EXERCISE TASK -> State how many lines in the records below contain the word "leaf", giving only the number.

# START OF INFORMATION SHOWN

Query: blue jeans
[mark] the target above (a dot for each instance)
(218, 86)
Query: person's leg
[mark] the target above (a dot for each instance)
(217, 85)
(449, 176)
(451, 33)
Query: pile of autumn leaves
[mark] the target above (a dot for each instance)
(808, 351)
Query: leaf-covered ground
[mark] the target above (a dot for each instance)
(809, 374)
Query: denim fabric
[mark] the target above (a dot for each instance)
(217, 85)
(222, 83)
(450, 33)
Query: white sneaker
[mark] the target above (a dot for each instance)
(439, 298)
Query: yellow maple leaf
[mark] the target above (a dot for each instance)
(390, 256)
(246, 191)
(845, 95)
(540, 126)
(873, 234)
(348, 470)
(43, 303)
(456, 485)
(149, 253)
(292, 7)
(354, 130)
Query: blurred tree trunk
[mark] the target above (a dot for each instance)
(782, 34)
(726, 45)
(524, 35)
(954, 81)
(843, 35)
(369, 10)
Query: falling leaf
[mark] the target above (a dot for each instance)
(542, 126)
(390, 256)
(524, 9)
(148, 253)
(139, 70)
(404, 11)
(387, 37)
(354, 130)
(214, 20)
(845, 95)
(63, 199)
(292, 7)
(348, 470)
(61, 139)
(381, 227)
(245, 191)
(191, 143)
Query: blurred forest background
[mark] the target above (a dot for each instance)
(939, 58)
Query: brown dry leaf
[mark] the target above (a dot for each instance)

# END OF INFORMATION SHOWN
# START OF INFORMATION SHOWN

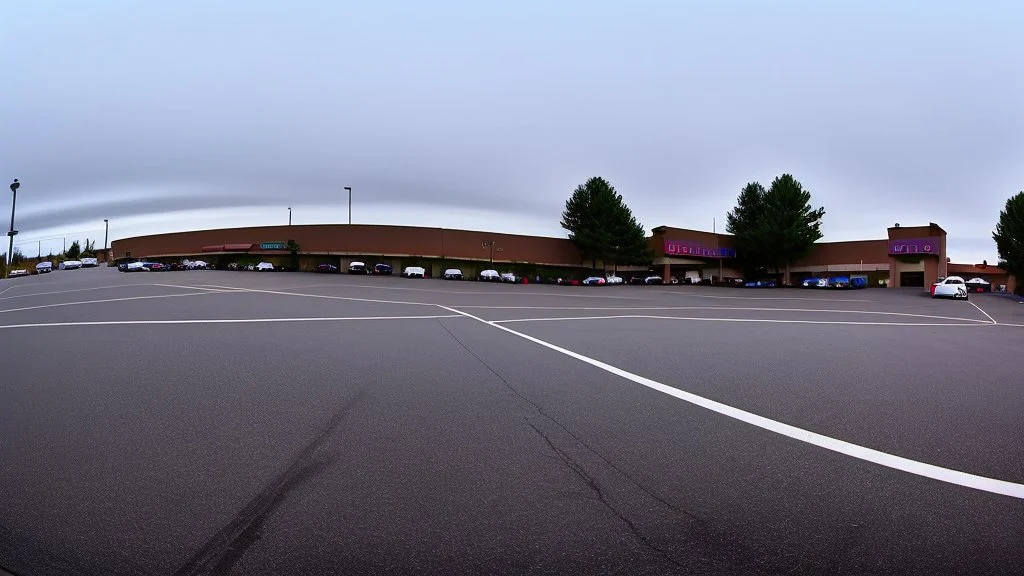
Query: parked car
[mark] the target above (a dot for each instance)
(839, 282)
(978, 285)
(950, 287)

# END OF INFORMATION SHOWN

TASK ANSWER -> 4